==== TEXT EXTRACT
We hae meat

Last Wednesday (29th July) I was invited by my good friend House of Herby to an event by We hae meat. Having just moved to Edinburgh I relied on old faithful, Google maps to get me to the location in Leith (somewhere I’ve only been twice in my life). I arrived to partake in a debate regarding the rightful name of one of We hae meat’s most popular products. What I would call square sausage, is known by many names from flat to Lorne sausage. I was not aware of the brand ‘We hae meat’ until tonight. They are indeed a Scottish based family-run, traditional butcher situated in Girvan, Ayrshire whereby quality is their top priority by far. Check them out here for more info. 

With us all having declared our opinion on the name for square sausage, we tried some of We hae meat’s offering on a traditional well fired roll. Some reached for the tomato ketchup but it has to be brown sauce every time for me. To me square sausage with brown sauce on a morning roll just reeks Scottishness and family weekend breakfasts. We hae meat are out to do something different though, they want to inspire us to take our trusty square sausage out of the breakfast equation and into lunch or dinner.


 Happiness in a roll

I got to sample We hae meat’s BBQ and chive and onion varieties both of which I would more than happily buy and have on my morning roll. Something I was not expecting however was square sausage meatballs served on a bed of courgetti (the new craze, non-carb spiral courgette alternative to spaghetti – you can make your own using a spiralizer). The square sausage meatballs were bursting with flavour, they were so good I had a second helping!



To take things further, We hae meat offered up their tasty steak slice sausage within a soft taco surrounded by salsa and avocado. My mind was telling me no but my tastebuds were telling me yes! I would urge everyone to give it a try, push the boundaries of square sausage beyond the breakfast table.

 Steak slice tacos, yum yum!

My mind had been broadened and with my love of cooking I had to experiment with Wae hae meat’s steak slice, so I did……

 A different way to eat your sausage and eggs.

Moroccan meatballs with eggs. So this recipe was inspired by a recipe I found on BBC Good Food’s website. They suggest lamb which is a popular meat used in Moroccan cooking but with my pack of We hae meat’s steak slice sausage at the ready I was going to try something different.

Serves 3 adults or 2 hungry adults 

  • 3 tbsp Olive oil
  • Pack of 4 square sausages
  • 1 red onion
  • 5 eggs
  • 25g dried breadcrumbs
  • 1/2 tsp ground cinnamon
  • 1 courgette
  • 1 clove of garlic
  • 2 x 400g tinned chopped tomatoes
  • 2 tsp honey
  • 1/2 – 1 tsp ras el hanout spice mix
  • 20g approx fresh coriander
  • 400g tin of chickpeas

Method

  1. Slice then chop the onion into a small dice. Fry the onion in 1 tbsp oil until soft, then allow to cool.
========
==== DATASET EXCERPTS
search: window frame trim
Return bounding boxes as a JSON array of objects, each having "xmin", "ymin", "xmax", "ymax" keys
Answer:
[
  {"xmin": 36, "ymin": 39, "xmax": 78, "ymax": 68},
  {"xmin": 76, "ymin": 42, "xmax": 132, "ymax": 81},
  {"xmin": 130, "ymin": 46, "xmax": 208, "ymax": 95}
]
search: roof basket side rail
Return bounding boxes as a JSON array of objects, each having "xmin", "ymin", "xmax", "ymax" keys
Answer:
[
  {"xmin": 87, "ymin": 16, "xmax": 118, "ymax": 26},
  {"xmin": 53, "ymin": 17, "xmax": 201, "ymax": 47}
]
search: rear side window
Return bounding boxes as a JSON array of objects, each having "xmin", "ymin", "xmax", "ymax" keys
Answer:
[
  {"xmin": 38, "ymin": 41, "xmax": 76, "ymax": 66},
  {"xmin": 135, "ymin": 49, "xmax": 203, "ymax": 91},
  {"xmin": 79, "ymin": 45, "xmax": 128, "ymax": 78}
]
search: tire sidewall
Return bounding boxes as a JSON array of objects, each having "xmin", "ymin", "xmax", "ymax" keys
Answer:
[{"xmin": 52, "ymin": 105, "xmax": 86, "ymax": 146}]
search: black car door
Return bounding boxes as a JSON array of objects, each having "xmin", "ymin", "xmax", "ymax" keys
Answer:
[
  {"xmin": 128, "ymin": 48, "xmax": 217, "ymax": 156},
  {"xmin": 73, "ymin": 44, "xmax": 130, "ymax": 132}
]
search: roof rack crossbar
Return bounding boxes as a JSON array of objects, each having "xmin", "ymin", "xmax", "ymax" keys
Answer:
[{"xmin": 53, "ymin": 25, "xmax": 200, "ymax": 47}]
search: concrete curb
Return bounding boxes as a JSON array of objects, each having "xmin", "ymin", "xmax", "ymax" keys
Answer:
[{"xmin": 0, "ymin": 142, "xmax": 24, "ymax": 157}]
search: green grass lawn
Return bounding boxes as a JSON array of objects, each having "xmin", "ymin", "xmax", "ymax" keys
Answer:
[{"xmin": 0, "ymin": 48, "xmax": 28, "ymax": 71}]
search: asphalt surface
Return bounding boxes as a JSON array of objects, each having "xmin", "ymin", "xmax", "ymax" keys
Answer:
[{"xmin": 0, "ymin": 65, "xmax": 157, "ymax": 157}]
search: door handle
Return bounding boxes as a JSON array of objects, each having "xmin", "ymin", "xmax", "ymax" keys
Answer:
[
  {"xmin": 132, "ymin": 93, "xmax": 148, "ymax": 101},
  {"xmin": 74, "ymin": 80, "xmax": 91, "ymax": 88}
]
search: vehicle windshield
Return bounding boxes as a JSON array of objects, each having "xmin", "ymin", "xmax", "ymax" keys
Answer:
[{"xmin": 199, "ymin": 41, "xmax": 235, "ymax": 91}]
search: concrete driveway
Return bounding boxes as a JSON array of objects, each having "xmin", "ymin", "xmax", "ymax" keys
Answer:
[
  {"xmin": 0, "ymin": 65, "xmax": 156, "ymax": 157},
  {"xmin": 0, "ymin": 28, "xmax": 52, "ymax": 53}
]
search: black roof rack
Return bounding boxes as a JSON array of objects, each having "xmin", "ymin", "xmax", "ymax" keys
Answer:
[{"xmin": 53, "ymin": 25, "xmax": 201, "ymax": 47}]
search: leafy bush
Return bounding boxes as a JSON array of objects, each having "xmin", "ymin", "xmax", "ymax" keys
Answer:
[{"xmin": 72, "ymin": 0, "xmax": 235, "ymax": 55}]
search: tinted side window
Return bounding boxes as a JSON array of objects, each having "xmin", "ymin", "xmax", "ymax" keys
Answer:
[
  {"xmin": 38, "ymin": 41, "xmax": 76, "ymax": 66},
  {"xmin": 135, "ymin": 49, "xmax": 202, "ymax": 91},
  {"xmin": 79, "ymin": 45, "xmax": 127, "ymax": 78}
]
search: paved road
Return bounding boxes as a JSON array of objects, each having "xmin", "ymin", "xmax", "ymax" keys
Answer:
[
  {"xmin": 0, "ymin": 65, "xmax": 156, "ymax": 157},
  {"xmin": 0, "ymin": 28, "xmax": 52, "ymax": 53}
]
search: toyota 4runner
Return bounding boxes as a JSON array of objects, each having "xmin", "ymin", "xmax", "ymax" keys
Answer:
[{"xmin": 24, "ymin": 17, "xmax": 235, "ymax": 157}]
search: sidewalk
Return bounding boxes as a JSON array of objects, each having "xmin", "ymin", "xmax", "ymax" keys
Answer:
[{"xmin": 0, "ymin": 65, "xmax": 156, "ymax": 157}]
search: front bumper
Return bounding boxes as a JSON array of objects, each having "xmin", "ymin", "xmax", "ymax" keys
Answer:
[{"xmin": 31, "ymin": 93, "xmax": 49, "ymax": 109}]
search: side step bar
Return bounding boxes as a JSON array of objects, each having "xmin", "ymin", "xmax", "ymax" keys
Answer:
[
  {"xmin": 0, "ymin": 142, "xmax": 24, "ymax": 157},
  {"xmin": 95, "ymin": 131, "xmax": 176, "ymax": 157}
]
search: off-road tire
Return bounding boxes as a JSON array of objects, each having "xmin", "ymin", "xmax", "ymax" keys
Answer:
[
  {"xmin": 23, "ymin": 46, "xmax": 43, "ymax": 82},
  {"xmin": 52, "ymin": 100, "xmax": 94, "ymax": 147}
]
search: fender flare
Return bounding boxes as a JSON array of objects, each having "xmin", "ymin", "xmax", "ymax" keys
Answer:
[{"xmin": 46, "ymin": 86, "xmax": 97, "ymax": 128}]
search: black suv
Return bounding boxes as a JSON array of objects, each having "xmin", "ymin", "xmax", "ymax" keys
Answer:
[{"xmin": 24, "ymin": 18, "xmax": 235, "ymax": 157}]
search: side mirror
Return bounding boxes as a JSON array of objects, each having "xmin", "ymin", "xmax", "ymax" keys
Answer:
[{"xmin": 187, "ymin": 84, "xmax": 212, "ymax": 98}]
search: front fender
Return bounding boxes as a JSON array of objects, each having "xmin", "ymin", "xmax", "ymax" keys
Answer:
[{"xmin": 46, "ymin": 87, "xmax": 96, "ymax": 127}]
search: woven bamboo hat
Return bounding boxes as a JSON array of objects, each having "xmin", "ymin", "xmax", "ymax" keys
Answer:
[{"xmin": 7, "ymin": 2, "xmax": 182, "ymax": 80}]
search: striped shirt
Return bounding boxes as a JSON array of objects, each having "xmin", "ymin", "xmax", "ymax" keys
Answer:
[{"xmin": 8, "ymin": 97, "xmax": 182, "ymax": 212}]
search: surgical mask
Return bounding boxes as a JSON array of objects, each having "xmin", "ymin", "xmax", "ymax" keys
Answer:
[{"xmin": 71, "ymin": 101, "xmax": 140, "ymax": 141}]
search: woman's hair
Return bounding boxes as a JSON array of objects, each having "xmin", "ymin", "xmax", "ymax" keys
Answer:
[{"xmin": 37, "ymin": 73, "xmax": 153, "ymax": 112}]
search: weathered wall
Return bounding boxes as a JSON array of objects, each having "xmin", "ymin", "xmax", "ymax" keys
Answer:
========
* TASK LIST *
1. Reproduce the passage of the square sausage blog post starting at "I got to sample" and ending at "the breakfast table.".
2. Carry on the square sausage blog post from the point where it stops.

* IN RESPONSE *
1.
I got to sample We hae meat’s BBQ and chive and onion varieties both of which I would more than happily buy and have on my morning roll. Something I was not expecting however was square sausage meatballs served on a bed of courgetti (the new craze, non-carb spiral courgette alternative to spaghetti – you can make your own using a spiralizer). The square sausage meatballs were bursting with flavour, they were so good I had a second helping!



To take things further, We hae meat offered up their tasty steak slice sausage within a soft taco surrounded by salsa and avocado. My mind was telling me no but my tastebuds were telling me yes! I would urge everyone to give it a try, push the boundaries of square sausage beyond the breakfast table.

2.
  2. Break up the sausage in a bowl with your hands until it resembles mince meat.
  3. Mix the cooled onions with the breadcrumbs, sausage meat, cinnamon, 1 egg, pinch salt & pepper then shape into approx 13 – 15 meatballs. 

4. Brown the meatballs in the remaining oil (add more oil if need-be) in a shallow pan for approx 8 mins, moving them round with a wooden spoon until evenly browned. Lift out and set aside on paper towels on a clean plate. (Don’t worry if the meatballs are still a little pink, they will cook further when cooking in the juices of the chopped tomatoes).

 

5. Finely chop the garlic add it to the oil left in the pan (add a little more if need be) and fry gently until softened. Slice the courgette into thick chunky slices add it to the pan, cook for 1-2 mins, then tip in the tomatoes, honey, ras el hanout, three-quarters of the coriander, season to taste. Stir, bring to the boil and simmer until thickened. (I found that the dish wasn’t very spicy but still scrumptiously tasty so adjust ras el hanout to your spice liking).

6. Drain the liquid from the chickpeas. Stir in the chickpeas and add the meatballs to the pan. Make  2 – 4 hollows in the sauce (depending on how many eggs you want) then break in the eggs. Cover and cook for 4-8 mins over a low heat until the eggs are set.  Dish up as many portions as required, garnish with fresh coriander.

– My pan doesn’t have a lid so I just covered the pan with some tin foil for a few minutes to allow the eggs to set.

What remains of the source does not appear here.